WHAT IS BEING ASKED:
Which lines in the records below contain the word "green"? Copy each of them.

RECORDS TO PROCESS:
%%
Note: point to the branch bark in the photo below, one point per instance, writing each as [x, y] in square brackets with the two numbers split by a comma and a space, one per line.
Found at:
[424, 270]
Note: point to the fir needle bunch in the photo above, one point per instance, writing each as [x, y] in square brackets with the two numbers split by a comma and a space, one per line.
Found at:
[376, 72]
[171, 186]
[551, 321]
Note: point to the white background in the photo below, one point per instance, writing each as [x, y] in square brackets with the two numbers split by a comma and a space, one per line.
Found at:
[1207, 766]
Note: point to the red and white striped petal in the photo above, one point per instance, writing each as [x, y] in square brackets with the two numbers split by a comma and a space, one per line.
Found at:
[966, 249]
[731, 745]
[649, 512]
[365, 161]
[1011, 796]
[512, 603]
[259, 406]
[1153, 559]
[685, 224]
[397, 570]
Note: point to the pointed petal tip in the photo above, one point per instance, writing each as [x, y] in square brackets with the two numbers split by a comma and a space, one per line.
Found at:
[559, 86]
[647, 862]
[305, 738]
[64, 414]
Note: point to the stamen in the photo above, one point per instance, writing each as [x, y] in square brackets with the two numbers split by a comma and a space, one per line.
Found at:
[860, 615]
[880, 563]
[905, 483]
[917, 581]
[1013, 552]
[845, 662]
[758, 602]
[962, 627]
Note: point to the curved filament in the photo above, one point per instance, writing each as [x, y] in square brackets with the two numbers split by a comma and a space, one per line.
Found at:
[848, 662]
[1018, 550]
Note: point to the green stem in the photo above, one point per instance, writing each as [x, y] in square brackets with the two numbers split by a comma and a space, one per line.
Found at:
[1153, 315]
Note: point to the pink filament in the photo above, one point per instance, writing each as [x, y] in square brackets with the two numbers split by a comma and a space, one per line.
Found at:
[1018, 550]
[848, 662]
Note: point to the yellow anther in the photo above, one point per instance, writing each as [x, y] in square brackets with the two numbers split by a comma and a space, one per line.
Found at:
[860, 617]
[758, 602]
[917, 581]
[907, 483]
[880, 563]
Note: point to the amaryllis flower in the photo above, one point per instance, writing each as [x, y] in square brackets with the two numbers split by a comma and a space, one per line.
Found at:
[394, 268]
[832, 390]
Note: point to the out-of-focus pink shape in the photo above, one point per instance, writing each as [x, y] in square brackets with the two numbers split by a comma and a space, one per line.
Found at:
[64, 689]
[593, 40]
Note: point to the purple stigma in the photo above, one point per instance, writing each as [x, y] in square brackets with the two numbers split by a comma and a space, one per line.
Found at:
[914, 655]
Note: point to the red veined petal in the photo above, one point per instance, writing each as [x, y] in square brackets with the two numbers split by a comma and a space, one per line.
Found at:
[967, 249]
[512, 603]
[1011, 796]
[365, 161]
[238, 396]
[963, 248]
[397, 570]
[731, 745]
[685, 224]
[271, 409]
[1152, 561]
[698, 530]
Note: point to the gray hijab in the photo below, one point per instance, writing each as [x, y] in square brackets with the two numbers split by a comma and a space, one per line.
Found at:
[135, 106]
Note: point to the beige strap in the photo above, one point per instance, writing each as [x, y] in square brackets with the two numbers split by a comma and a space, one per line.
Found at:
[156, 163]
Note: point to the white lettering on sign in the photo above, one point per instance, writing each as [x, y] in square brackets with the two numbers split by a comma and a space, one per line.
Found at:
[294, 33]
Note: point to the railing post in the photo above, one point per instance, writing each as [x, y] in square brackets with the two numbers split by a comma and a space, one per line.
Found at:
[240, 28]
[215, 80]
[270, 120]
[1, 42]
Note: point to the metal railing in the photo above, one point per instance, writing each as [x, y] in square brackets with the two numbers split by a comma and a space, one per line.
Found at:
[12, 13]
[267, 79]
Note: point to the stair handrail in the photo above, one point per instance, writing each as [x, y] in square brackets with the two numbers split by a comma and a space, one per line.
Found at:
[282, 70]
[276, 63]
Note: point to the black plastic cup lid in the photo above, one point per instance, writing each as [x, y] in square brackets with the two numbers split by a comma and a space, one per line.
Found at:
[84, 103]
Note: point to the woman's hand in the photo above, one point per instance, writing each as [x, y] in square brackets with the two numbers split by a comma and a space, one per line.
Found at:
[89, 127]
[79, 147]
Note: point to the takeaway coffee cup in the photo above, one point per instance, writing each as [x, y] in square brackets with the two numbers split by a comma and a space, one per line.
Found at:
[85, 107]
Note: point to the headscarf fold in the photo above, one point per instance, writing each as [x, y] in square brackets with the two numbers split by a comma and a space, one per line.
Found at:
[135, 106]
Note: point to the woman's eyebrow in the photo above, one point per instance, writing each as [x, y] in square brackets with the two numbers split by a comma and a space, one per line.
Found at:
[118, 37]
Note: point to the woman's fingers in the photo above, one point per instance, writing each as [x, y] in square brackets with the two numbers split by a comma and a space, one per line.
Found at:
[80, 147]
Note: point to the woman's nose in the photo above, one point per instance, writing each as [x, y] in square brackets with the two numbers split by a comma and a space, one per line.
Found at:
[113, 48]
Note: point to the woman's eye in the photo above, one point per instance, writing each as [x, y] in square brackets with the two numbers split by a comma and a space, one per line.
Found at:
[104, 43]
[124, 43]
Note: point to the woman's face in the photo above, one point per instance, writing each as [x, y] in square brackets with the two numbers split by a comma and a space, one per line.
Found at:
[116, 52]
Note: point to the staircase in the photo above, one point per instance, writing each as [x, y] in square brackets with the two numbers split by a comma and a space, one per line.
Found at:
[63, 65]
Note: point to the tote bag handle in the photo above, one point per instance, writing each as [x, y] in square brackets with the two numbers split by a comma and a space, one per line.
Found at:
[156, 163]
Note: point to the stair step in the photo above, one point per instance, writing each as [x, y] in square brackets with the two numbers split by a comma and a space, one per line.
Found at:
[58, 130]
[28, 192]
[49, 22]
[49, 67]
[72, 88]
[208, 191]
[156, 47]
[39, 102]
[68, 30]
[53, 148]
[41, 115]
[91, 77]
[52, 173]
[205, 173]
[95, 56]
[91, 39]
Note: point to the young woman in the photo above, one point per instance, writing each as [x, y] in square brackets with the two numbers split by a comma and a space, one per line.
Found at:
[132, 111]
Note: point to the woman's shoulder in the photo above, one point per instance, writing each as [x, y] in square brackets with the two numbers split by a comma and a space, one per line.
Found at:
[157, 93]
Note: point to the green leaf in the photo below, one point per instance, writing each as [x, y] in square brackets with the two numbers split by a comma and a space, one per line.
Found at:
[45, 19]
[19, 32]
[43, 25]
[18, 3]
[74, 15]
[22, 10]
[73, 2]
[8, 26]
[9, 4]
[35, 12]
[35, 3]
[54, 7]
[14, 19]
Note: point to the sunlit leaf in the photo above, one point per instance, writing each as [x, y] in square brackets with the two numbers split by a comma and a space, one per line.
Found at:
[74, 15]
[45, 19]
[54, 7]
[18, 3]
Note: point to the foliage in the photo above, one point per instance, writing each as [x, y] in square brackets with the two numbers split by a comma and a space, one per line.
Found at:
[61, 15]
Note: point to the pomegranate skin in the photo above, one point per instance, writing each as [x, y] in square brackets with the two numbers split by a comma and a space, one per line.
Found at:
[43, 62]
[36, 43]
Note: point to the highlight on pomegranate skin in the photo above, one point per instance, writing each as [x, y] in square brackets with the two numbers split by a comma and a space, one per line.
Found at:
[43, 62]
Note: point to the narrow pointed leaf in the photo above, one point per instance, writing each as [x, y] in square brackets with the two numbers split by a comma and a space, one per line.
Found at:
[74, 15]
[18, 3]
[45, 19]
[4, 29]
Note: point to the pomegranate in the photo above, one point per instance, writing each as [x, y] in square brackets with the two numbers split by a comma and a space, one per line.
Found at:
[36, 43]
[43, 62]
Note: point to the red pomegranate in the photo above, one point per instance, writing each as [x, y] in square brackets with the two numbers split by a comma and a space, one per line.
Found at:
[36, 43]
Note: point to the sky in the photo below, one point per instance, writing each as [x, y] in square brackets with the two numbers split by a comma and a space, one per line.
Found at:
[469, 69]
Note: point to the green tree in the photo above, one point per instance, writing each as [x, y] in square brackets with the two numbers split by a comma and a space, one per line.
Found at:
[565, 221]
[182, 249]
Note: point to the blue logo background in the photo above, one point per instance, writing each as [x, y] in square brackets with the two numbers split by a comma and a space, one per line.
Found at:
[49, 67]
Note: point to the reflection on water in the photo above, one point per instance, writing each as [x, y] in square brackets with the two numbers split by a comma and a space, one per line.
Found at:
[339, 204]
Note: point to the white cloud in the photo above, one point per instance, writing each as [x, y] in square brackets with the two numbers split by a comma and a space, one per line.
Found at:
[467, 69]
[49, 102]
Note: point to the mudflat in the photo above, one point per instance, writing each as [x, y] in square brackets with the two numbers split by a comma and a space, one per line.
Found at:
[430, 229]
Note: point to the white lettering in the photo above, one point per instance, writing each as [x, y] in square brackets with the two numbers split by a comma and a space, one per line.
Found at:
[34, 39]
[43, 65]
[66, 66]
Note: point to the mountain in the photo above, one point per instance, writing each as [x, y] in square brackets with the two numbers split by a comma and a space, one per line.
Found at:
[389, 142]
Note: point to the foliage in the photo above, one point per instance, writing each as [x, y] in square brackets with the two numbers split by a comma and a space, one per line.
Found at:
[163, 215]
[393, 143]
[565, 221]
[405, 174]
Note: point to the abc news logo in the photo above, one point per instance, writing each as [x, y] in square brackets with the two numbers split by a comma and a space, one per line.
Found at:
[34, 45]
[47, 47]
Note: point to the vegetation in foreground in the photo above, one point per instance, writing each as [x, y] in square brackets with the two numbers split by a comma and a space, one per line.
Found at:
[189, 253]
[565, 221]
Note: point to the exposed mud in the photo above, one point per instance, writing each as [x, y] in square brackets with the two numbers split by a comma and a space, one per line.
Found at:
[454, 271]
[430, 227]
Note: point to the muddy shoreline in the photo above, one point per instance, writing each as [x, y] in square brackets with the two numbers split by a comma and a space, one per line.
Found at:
%%
WRITTEN SOLUTION:
Note: point to the green stem in the photo above, one point per instance, writing each as [x, y] in square brackets with the two numbers split by a comma and a space, one per line.
Note: point to the green leaf in the photo below, one point per instance, writing each as [x, y] in square brackets with the two numbers split by a comma and a space, one per line.
Note: point to the green tree in the photo above, one point per instance, writing each as [x, y] in square brackets with the two numbers split by a comma and a space, one per line.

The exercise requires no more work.